## BEGIN

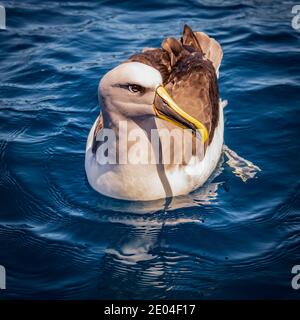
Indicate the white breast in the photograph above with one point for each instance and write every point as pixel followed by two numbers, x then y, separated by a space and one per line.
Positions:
pixel 142 182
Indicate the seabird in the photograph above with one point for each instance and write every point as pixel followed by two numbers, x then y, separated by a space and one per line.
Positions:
pixel 172 87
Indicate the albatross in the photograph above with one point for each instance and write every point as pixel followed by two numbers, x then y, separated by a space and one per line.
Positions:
pixel 172 88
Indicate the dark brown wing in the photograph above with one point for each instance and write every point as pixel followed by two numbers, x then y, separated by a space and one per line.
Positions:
pixel 192 82
pixel 189 71
pixel 156 58
pixel 193 85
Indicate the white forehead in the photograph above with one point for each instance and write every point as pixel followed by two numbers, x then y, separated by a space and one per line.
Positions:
pixel 133 73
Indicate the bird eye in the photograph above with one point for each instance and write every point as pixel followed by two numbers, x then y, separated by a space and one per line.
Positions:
pixel 134 88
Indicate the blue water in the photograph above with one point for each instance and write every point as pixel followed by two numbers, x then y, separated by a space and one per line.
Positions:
pixel 60 239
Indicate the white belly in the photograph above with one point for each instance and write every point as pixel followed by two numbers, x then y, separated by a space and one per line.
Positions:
pixel 144 182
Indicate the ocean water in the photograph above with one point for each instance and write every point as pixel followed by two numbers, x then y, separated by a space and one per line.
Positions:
pixel 231 239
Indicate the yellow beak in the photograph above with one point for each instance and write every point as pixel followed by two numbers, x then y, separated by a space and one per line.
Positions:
pixel 178 114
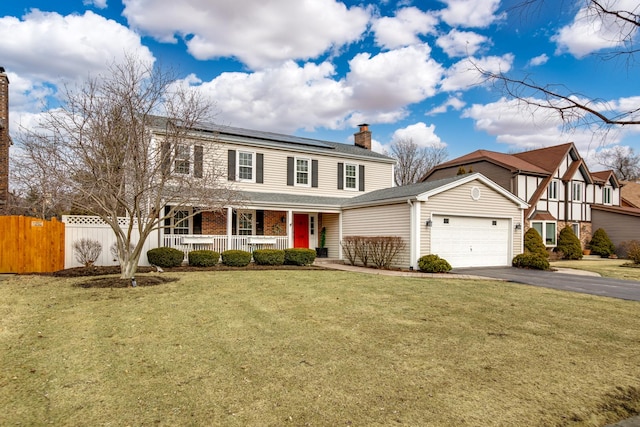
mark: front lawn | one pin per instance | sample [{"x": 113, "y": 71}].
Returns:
[
  {"x": 319, "y": 348},
  {"x": 614, "y": 268}
]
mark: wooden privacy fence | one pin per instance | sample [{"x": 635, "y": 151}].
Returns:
[{"x": 31, "y": 245}]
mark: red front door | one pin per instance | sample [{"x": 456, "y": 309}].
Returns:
[{"x": 300, "y": 231}]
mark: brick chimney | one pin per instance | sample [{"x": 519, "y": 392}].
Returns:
[
  {"x": 363, "y": 137},
  {"x": 5, "y": 140}
]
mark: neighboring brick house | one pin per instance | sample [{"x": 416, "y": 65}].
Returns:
[
  {"x": 555, "y": 181},
  {"x": 5, "y": 141}
]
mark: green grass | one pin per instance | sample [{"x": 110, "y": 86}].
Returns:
[
  {"x": 273, "y": 348},
  {"x": 615, "y": 268}
]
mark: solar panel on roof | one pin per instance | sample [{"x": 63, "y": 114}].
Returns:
[{"x": 264, "y": 135}]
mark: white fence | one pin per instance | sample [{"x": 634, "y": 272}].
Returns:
[{"x": 92, "y": 227}]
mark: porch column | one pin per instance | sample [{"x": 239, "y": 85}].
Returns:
[
  {"x": 290, "y": 228},
  {"x": 229, "y": 226}
]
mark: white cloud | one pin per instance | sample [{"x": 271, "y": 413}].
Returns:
[
  {"x": 470, "y": 13},
  {"x": 45, "y": 49},
  {"x": 454, "y": 102},
  {"x": 421, "y": 134},
  {"x": 403, "y": 29},
  {"x": 464, "y": 74},
  {"x": 591, "y": 31},
  {"x": 100, "y": 4},
  {"x": 461, "y": 43},
  {"x": 393, "y": 79},
  {"x": 538, "y": 60},
  {"x": 523, "y": 127},
  {"x": 260, "y": 34}
]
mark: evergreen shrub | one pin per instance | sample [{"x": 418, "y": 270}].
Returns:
[
  {"x": 203, "y": 258},
  {"x": 268, "y": 256},
  {"x": 165, "y": 257},
  {"x": 236, "y": 258},
  {"x": 433, "y": 264}
]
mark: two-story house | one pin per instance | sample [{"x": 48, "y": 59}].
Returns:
[
  {"x": 289, "y": 188},
  {"x": 555, "y": 181}
]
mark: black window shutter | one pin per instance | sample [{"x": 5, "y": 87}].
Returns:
[
  {"x": 260, "y": 168},
  {"x": 197, "y": 223},
  {"x": 198, "y": 154},
  {"x": 167, "y": 220},
  {"x": 231, "y": 172},
  {"x": 314, "y": 173},
  {"x": 290, "y": 170},
  {"x": 166, "y": 158}
]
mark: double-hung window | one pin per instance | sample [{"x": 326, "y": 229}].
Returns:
[
  {"x": 303, "y": 172},
  {"x": 552, "y": 192},
  {"x": 182, "y": 161},
  {"x": 547, "y": 230},
  {"x": 350, "y": 176},
  {"x": 606, "y": 195},
  {"x": 576, "y": 193},
  {"x": 245, "y": 166}
]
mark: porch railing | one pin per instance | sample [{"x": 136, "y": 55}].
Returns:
[{"x": 221, "y": 243}]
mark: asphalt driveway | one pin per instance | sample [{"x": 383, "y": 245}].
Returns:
[{"x": 595, "y": 285}]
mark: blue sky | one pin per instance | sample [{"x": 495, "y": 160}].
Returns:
[{"x": 318, "y": 68}]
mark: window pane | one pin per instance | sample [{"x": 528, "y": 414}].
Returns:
[
  {"x": 302, "y": 171},
  {"x": 550, "y": 233},
  {"x": 245, "y": 165},
  {"x": 350, "y": 176}
]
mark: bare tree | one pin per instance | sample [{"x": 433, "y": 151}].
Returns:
[
  {"x": 575, "y": 108},
  {"x": 624, "y": 162},
  {"x": 123, "y": 145},
  {"x": 414, "y": 161}
]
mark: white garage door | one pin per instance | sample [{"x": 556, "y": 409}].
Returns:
[{"x": 471, "y": 241}]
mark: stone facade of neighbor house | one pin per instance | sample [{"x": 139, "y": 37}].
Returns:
[
  {"x": 555, "y": 181},
  {"x": 5, "y": 140}
]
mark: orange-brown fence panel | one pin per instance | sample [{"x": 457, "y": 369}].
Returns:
[{"x": 31, "y": 245}]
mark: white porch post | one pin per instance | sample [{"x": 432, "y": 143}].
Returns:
[
  {"x": 229, "y": 226},
  {"x": 290, "y": 228},
  {"x": 340, "y": 257}
]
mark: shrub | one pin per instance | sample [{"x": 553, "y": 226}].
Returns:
[
  {"x": 433, "y": 264},
  {"x": 203, "y": 258},
  {"x": 268, "y": 256},
  {"x": 87, "y": 251},
  {"x": 569, "y": 244},
  {"x": 631, "y": 250},
  {"x": 236, "y": 258},
  {"x": 165, "y": 257},
  {"x": 600, "y": 244},
  {"x": 533, "y": 243},
  {"x": 531, "y": 260},
  {"x": 299, "y": 256}
]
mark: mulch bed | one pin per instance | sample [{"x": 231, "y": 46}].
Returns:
[{"x": 107, "y": 273}]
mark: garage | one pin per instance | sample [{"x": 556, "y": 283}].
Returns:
[{"x": 471, "y": 241}]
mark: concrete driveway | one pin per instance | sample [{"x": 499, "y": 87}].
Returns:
[{"x": 566, "y": 280}]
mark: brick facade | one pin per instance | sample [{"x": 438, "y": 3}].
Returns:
[{"x": 5, "y": 140}]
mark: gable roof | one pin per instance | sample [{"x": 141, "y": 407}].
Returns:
[
  {"x": 423, "y": 190},
  {"x": 257, "y": 138}
]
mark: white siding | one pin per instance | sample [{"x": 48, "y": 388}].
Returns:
[{"x": 387, "y": 220}]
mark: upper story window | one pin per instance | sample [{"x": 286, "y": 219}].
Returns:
[
  {"x": 182, "y": 160},
  {"x": 350, "y": 176},
  {"x": 302, "y": 172},
  {"x": 552, "y": 191},
  {"x": 245, "y": 166},
  {"x": 606, "y": 195},
  {"x": 576, "y": 192}
]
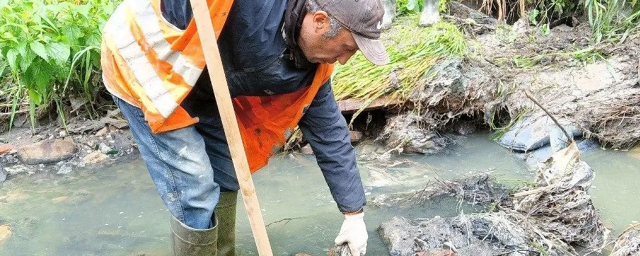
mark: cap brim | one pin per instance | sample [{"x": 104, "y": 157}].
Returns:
[{"x": 372, "y": 49}]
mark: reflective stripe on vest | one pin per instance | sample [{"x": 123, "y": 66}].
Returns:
[{"x": 153, "y": 65}]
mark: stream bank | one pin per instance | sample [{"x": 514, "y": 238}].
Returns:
[{"x": 594, "y": 93}]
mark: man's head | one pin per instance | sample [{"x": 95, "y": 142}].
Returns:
[{"x": 333, "y": 30}]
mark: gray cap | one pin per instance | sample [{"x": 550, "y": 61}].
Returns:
[{"x": 364, "y": 19}]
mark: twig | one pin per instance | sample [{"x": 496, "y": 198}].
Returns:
[
  {"x": 526, "y": 92},
  {"x": 531, "y": 192},
  {"x": 285, "y": 219},
  {"x": 17, "y": 112}
]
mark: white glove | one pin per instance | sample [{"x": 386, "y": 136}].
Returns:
[{"x": 354, "y": 233}]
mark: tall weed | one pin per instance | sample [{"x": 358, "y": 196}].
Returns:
[{"x": 49, "y": 50}]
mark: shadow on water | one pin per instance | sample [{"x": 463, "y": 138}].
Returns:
[{"x": 116, "y": 211}]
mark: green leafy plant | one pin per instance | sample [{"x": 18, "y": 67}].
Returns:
[
  {"x": 406, "y": 7},
  {"x": 49, "y": 50},
  {"x": 612, "y": 19},
  {"x": 413, "y": 52}
]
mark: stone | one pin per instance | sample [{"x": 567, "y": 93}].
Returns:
[
  {"x": 390, "y": 13},
  {"x": 16, "y": 169},
  {"x": 356, "y": 136},
  {"x": 5, "y": 148},
  {"x": 405, "y": 134},
  {"x": 104, "y": 148},
  {"x": 45, "y": 152},
  {"x": 64, "y": 169},
  {"x": 306, "y": 150},
  {"x": 95, "y": 157},
  {"x": 430, "y": 13},
  {"x": 5, "y": 233},
  {"x": 3, "y": 173},
  {"x": 531, "y": 133},
  {"x": 102, "y": 131}
]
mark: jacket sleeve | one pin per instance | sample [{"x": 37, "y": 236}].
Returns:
[
  {"x": 324, "y": 127},
  {"x": 177, "y": 12}
]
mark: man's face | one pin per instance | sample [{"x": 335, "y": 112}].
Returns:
[{"x": 320, "y": 49}]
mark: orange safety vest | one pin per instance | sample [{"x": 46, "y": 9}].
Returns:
[{"x": 151, "y": 64}]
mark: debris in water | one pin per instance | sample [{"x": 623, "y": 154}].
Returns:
[{"x": 628, "y": 243}]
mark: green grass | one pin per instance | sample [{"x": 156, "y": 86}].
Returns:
[
  {"x": 413, "y": 51},
  {"x": 49, "y": 52}
]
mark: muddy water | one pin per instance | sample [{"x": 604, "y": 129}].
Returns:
[{"x": 116, "y": 211}]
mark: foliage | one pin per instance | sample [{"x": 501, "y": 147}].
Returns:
[
  {"x": 612, "y": 19},
  {"x": 413, "y": 52},
  {"x": 50, "y": 49},
  {"x": 408, "y": 7}
]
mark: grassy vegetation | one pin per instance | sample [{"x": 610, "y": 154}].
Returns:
[
  {"x": 413, "y": 51},
  {"x": 49, "y": 52}
]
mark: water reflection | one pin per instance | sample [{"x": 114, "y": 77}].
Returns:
[{"x": 116, "y": 211}]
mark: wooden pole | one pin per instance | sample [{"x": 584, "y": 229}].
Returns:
[{"x": 230, "y": 124}]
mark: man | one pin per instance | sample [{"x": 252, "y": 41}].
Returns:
[{"x": 277, "y": 56}]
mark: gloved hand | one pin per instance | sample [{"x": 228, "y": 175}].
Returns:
[{"x": 354, "y": 233}]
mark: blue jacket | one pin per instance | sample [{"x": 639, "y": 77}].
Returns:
[{"x": 254, "y": 57}]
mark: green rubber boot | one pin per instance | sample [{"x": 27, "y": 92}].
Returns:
[
  {"x": 189, "y": 241},
  {"x": 226, "y": 214}
]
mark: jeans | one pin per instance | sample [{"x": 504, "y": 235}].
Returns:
[{"x": 189, "y": 166}]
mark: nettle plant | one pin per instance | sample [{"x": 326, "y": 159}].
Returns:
[{"x": 49, "y": 50}]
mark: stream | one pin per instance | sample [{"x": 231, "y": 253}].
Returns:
[{"x": 116, "y": 210}]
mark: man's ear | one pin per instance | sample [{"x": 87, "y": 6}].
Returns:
[{"x": 321, "y": 21}]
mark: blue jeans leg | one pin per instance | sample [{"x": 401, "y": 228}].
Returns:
[{"x": 179, "y": 166}]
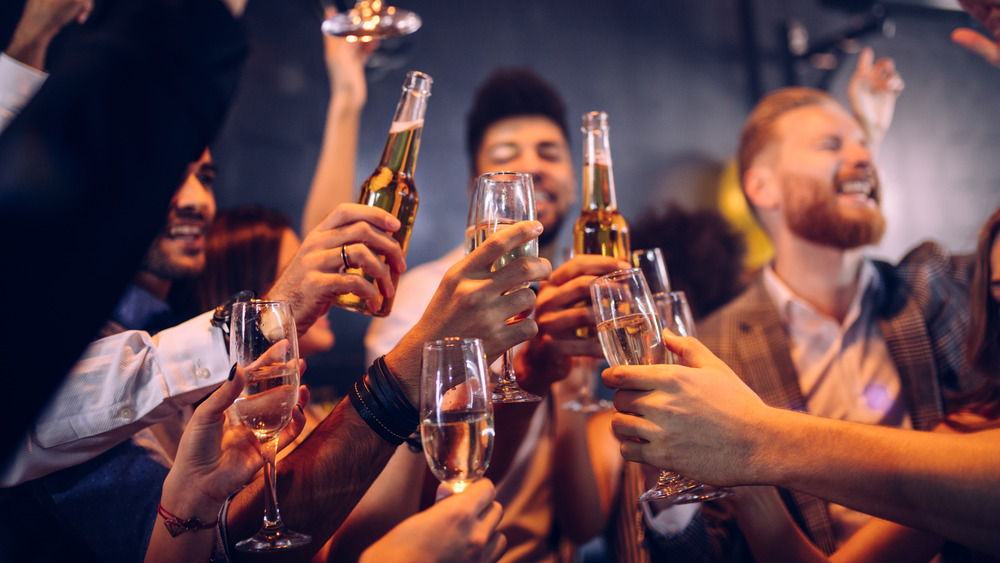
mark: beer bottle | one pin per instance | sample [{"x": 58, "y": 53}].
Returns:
[
  {"x": 391, "y": 186},
  {"x": 601, "y": 229}
]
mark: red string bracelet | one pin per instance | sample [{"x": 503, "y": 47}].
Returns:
[{"x": 176, "y": 526}]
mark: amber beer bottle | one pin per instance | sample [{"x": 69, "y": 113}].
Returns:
[
  {"x": 391, "y": 186},
  {"x": 601, "y": 229}
]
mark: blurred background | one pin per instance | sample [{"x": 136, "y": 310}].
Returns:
[{"x": 676, "y": 79}]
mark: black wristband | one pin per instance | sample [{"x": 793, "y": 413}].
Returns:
[{"x": 363, "y": 406}]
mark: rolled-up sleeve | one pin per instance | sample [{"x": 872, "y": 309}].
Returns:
[{"x": 120, "y": 385}]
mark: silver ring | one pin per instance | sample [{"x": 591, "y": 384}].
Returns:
[{"x": 343, "y": 256}]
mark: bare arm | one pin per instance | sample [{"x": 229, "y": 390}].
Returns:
[
  {"x": 323, "y": 479},
  {"x": 39, "y": 24},
  {"x": 333, "y": 181},
  {"x": 702, "y": 421}
]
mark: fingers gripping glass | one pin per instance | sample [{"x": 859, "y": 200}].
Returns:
[
  {"x": 263, "y": 341},
  {"x": 456, "y": 411},
  {"x": 503, "y": 199},
  {"x": 629, "y": 324}
]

## END

• _EXERCISE TASK_
Begin at the line that has "Indicate the white forehead" and stop after the line that has "pixel 178 114". Write out only those records again, substituting "Coordinates" for every "Positions" and changing nothing else.

• _TASK SOLUTION_
Indicate the white forehead in the photograph above with one point for each instance and write every point as pixel followed by two numbers, x then y, separated by a space and one per line.
Coordinates:
pixel 133 73
Indicate the bird eye in the photograph above with one point for each instance and write every point as pixel followed by two numbers, x then y, separated by a space and one per line.
Coordinates:
pixel 134 88
Indicate the blue water in the photograph above with one point for each instance and write every point as pixel followed by two numbers, x then y, separated by a space and one per line.
Coordinates:
pixel 60 239
Indicate the white belly in the photograph above with one point for each instance and write every point as pixel followed by two numbers, x then y, separated by a space and one per line.
Coordinates:
pixel 144 182
Indicate the ocean water in the photograph above with one point for each instance and write every point as pixel followed by two numbers, x then y, separated by a space and one per line.
Coordinates:
pixel 231 239
Indicate the yellow beak in the photograph above with one point for each instance and write every point as pixel followed by two numbers, x then y, separated by a space and one per line.
Coordinates:
pixel 178 114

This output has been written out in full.